→ **TEXT EXCERPT**
WASHINGTON (CN) — While members of Congress make the most of their waning summer break — some of them posing with shirtless firefighters or showing off their antique vacuum cleaners — a contentious work period awaits when they return to Washington in September.
The fall session of Congress is bound to be characterized by a fierce battle over the federal budget, but a slew of hot-button issues face the federal judiciary as well, not the least of which is Senate Democrats’ push for Supreme Court ethics reform.
Lawmakers have for months sounded the alarm over what they say are comparatively lax ethical norms at the country’s highest court, amid a string of reports revealing several Supreme Court justices accepted high-dollar gifts, luxury travel and hospitality from wealthy benefactors.
The high court currently has no formal code of ethics.
Leading the charge for reform has been Illinois Senator Dick Durbin, who chairs the upper chamber’s judiciary committee, and Rhode Island Senator Sheldon Whitehouse.
Democrats leveraged their slim Senate majority to make some headway on the issue before August recess, passing legislation sponsored by Whitehouse that would both force the Supreme Court to adopt a formal code of ethics and would stand up a review board to analyze ethical complaints against the high court’s justices.
That effort, however, proved highly partisan. Senate Republicans have chalked Democrats’ legislation up to an attempt to punish the Supreme Court’s conservative supermajority.
“The bottom line is that this is a bill not designed to make the court stronger and more ethical,” said South Carolina Senator Lindsey Graham during a July 20 vote in the judiciary committee. “It is a bill to destroy a conservative court, to create a situation where conservative judges can be disqualified by stature and to rearrange the makeup of how the court governs itself.”
Whitehouse’s bill squeaked through the judiciary panel on an 11-10 vote, strictly along party lines.
Democrats have continued to push for Supreme Court ethics reform over the Senate’s August recess, ahead of a full chamber vote on their legislation. Following renewed scrutiny of Justice Clarence Thomas, who reportedly neglected to disclose dozens of gifts from wealthy donors, Durbin blasted the jurist for what he said was a “shameless lifestyle underwritten for years by a gaggle of fawning billionaires.”

→ **EXERCISE DATA**

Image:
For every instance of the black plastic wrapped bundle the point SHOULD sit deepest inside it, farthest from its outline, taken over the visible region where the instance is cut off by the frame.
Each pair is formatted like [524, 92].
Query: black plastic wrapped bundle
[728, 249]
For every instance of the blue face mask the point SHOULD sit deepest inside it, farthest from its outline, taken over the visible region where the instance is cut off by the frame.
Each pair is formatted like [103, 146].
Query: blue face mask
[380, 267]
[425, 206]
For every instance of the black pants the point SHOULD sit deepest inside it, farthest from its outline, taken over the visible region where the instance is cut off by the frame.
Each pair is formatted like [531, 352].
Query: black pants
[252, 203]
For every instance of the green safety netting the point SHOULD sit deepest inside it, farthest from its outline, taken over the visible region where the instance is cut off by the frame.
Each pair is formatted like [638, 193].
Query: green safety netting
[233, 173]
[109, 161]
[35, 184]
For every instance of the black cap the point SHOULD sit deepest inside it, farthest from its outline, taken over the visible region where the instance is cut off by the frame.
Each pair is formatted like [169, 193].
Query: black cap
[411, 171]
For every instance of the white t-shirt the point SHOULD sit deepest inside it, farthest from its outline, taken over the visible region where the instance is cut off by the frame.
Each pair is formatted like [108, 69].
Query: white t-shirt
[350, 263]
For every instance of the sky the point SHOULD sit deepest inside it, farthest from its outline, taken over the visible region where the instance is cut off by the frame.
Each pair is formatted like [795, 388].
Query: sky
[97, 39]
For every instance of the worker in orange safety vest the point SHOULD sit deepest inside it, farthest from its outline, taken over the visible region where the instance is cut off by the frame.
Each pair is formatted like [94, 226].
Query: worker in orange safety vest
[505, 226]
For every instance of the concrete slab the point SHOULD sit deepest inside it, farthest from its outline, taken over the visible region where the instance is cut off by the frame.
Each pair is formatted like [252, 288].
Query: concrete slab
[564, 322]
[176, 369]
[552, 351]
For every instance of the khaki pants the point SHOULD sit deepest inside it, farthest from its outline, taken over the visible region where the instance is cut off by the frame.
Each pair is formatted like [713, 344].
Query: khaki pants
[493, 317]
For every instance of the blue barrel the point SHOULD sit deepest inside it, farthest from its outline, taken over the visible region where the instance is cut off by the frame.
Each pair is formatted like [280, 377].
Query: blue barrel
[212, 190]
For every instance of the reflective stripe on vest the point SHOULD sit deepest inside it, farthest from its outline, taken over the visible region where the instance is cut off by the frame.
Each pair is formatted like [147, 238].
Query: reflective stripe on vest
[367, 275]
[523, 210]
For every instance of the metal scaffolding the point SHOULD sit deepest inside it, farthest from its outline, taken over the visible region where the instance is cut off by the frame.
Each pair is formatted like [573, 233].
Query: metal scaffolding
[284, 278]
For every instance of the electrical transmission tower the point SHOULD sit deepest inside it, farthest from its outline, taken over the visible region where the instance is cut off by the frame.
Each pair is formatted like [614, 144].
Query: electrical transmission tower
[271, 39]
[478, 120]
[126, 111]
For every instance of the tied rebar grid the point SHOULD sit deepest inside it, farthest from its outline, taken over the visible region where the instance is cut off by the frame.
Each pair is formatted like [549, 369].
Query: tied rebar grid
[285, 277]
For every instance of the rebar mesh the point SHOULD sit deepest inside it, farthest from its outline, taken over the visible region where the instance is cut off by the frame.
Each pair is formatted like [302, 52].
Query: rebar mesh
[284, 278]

→ **REQUIRED WORK**
(a) In the Supreme Court ethics article, rewrite the paragraph that begins "Democrats leveraged their slim Senate majority" as a shorter list that keeps its main facts.
(b) Copy the part of the Supreme Court ethics article starting at "Lawmakers have for" and ending at "Senator Sheldon Whitehouse.", and switch "high-dollar" to "expensive" throughout.
(c) Resume the Supreme Court ethics article from its last sentence and keep the news story going.

→ **ANSWERS BELOW**
(a)
- Before the August recess, Senate Democrats used their slim majority to move forward on the issue.
- They passed a bill sponsored by Whitehouse.
- The bill would make the Supreme Court adopt a formal code of ethics.
- It would also set up a review board to look at ethics complaints against the justices.

(b)
Lawmakers have for months sounded the alarm over what they say are comparatively lax ethical norms at the country’s highest court, amid a string of reports revealing several Supreme Court justices accepted expensive gifts, luxury travel and hospitality from wealthy benefactors.
The high court currently has no formal code of ethics.
Leading the charge for reform has been Illinois Senator Dick Durbin, who chairs the upper chamber’s judiciary committee, and Rhode Island Senator Sheldon Whitehouse.

(c)
“These are not merely ethical lapses,” Durbin said in an Aug. 10 statement, alluding to separate reports that Justice Samuel Alito had not reported similar hospitality. “Justices Thomas and Alito have made it clear that they are oblivious to the embarrassment they have visited on the highest court in the land.”
Durbin, who says he has long been an advocate for Supreme Court ethics reform, has urged Chief Justice John Roberts to take matters in his own hands — but failing that, the lawmaker has said that Congress would step in.
Despite mounting pressure from congressional Democrats, the path forward for high court ethics legislation is not yet clear.
“I can’t be very optimistic that there will be 60 votes to move it out of the Senate,” said Carl Tobias, chair of the University of Richmond School of Law. “Even if it somehow does go to a vote and it passes the Senate, I think it’s dead on arrival in the House.”
Republican opposition to Supreme Court ethics reform was united in the judiciary committee, Tobias said. He predicted that there were unlikely to be any GOP defectors in a full Senate vote, where Democrats hold a one-seat majority. Republicans meanwhile enjoy a slim advantage in the House, and any ethics reform bill in the lower chamber would face even stronger backlash.